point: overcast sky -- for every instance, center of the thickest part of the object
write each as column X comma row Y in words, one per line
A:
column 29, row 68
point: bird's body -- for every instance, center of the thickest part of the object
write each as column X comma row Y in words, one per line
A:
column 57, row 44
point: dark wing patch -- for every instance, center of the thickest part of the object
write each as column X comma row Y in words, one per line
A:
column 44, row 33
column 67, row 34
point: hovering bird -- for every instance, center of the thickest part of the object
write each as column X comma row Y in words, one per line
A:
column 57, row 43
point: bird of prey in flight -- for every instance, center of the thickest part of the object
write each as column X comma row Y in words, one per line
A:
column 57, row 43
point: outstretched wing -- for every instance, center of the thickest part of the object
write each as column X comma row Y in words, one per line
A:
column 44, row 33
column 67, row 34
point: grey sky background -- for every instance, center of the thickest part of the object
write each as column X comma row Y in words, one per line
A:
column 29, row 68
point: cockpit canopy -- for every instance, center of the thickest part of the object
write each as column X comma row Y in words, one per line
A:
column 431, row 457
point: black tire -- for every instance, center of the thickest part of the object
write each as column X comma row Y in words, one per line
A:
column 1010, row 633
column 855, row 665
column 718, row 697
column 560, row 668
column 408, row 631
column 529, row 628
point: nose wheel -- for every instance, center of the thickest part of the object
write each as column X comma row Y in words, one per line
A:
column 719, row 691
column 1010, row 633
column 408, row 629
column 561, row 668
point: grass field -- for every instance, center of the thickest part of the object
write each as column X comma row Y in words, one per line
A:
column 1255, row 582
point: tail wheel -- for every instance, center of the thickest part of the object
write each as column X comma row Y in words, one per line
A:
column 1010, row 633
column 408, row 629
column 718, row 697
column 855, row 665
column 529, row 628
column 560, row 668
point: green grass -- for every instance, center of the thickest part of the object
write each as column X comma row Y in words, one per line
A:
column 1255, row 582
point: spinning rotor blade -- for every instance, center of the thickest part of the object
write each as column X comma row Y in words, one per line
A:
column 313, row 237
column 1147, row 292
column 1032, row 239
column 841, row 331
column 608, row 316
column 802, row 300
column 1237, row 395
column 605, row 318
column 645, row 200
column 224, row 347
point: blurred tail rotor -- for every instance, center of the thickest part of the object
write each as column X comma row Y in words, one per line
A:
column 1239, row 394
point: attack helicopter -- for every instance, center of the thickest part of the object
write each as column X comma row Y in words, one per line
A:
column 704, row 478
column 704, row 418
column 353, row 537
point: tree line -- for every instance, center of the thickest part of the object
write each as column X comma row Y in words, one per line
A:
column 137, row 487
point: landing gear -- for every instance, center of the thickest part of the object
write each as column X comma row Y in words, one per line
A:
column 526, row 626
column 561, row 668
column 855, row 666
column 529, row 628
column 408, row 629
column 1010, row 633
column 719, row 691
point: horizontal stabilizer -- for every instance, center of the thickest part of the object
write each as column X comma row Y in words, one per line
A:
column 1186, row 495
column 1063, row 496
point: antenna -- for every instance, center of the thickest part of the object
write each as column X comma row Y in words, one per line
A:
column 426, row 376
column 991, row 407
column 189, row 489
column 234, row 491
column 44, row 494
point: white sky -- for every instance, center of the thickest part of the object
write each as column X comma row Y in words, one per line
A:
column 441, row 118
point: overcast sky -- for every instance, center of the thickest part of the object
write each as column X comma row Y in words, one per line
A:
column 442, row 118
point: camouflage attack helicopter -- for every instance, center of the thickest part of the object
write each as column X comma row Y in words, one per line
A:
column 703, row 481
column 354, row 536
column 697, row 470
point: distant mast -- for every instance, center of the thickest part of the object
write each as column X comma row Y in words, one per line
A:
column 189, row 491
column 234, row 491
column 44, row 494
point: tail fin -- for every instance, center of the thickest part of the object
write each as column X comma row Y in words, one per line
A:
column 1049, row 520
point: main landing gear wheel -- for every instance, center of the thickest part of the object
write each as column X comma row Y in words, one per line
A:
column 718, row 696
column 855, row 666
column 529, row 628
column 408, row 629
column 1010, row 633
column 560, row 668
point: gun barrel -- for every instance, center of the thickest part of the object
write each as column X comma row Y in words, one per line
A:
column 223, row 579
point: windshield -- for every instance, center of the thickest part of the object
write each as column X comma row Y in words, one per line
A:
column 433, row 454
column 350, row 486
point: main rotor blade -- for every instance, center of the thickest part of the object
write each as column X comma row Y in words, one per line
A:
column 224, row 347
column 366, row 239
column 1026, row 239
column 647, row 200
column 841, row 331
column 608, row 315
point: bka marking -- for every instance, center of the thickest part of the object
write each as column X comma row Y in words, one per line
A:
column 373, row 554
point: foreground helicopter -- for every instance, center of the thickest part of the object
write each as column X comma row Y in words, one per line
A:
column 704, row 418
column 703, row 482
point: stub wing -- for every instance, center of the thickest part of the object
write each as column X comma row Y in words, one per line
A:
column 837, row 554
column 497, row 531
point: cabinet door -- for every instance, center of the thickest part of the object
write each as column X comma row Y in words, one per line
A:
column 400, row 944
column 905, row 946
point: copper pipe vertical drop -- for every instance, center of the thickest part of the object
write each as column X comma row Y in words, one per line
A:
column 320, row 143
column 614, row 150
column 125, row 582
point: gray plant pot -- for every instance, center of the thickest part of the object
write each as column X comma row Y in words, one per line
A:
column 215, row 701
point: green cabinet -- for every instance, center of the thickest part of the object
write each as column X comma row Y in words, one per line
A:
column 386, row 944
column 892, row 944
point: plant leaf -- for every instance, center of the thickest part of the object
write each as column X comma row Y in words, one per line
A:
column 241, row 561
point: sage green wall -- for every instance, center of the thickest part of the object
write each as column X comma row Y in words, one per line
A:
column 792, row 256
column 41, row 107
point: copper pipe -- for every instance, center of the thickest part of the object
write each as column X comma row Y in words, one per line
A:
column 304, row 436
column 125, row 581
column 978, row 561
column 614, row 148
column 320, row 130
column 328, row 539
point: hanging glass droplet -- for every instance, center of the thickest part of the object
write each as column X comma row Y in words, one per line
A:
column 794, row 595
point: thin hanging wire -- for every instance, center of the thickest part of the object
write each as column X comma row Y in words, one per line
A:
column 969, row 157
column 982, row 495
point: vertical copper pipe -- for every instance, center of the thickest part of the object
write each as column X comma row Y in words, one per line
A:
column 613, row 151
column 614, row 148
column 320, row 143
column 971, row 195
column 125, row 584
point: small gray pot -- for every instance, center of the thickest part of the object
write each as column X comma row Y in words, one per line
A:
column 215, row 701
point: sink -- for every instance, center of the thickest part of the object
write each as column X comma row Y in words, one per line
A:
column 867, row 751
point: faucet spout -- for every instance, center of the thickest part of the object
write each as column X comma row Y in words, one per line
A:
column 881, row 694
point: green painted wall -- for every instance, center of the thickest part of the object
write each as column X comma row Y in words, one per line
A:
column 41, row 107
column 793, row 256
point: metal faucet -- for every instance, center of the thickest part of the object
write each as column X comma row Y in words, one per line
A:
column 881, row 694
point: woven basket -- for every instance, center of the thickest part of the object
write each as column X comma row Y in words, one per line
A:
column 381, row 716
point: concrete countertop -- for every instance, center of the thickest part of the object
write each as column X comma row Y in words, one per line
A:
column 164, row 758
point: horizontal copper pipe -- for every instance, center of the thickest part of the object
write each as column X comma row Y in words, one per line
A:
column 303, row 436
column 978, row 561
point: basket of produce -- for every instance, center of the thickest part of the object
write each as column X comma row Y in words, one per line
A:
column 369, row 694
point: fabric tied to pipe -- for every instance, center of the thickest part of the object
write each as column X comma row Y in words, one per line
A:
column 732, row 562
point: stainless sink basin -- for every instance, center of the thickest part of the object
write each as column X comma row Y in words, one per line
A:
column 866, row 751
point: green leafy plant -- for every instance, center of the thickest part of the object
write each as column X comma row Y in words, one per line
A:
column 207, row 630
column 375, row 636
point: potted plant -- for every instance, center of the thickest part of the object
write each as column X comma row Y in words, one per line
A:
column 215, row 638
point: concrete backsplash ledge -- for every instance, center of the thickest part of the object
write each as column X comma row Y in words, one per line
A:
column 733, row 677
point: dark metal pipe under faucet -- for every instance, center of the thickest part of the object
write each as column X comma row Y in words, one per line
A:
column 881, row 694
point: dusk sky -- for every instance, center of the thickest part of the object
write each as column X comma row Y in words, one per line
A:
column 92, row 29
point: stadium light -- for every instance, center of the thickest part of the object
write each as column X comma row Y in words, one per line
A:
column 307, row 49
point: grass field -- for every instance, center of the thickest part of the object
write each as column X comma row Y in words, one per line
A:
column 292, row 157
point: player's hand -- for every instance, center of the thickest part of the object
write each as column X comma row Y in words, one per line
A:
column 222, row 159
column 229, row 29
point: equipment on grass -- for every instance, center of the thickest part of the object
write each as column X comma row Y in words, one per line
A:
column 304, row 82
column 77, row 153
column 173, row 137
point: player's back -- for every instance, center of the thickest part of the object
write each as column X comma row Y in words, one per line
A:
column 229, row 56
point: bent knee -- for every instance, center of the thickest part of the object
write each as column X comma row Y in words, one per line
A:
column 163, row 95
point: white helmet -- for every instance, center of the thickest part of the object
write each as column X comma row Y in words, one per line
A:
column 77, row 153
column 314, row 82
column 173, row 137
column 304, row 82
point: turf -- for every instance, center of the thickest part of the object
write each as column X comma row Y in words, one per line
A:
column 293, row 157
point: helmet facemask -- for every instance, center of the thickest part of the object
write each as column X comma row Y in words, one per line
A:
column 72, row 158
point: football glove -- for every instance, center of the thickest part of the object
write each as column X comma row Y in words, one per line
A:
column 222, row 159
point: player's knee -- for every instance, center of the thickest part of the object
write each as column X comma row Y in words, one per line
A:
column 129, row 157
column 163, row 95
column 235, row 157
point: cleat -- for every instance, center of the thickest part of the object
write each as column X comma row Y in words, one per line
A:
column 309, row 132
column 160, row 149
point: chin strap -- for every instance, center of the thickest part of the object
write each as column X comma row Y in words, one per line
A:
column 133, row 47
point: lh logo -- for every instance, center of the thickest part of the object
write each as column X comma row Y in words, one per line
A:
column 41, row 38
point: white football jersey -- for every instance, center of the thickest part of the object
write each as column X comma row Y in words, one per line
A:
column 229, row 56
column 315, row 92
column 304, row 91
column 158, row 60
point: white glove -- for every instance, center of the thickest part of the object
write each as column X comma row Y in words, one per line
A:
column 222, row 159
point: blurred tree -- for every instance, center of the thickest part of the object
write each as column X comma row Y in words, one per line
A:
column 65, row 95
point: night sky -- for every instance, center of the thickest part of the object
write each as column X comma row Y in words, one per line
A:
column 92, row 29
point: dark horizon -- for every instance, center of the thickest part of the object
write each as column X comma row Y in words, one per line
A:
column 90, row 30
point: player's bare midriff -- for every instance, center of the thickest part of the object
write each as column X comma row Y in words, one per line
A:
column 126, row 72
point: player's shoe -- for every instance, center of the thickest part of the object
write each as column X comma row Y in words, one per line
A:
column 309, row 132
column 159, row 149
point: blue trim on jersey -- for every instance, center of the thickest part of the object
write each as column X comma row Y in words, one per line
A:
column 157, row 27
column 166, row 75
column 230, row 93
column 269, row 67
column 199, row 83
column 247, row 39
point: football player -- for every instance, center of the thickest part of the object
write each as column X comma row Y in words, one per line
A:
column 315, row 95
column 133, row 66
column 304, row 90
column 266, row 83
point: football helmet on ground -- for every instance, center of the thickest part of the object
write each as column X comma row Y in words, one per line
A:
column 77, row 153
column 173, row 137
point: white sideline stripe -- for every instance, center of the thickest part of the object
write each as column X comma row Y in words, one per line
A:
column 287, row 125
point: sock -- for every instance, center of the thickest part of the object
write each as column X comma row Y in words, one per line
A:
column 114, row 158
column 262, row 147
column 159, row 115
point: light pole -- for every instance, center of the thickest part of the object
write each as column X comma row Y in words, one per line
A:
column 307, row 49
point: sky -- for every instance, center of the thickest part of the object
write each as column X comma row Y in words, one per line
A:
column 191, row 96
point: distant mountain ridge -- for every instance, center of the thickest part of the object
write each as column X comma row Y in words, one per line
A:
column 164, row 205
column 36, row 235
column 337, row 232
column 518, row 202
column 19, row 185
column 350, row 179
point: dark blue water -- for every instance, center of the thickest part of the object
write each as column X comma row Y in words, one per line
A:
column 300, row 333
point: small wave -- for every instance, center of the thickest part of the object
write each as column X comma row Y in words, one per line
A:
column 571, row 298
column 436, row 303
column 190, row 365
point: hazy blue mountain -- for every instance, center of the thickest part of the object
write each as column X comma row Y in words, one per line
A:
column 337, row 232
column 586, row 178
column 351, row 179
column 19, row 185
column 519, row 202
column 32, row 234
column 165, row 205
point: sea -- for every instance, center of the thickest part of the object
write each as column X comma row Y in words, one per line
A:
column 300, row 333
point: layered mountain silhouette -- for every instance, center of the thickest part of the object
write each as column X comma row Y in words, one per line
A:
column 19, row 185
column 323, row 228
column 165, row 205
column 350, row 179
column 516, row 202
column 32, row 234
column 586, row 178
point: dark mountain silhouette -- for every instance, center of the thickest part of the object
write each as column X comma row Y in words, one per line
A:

+++

Task to carry out >> Above are the records; copy every line in them that holds the word "hanging".

Final answer >>
point: hanging glass droplet -- for every instance, center of the thickest part of the object
point: thin hanging wire -- for every instance, center of the thickest part of the object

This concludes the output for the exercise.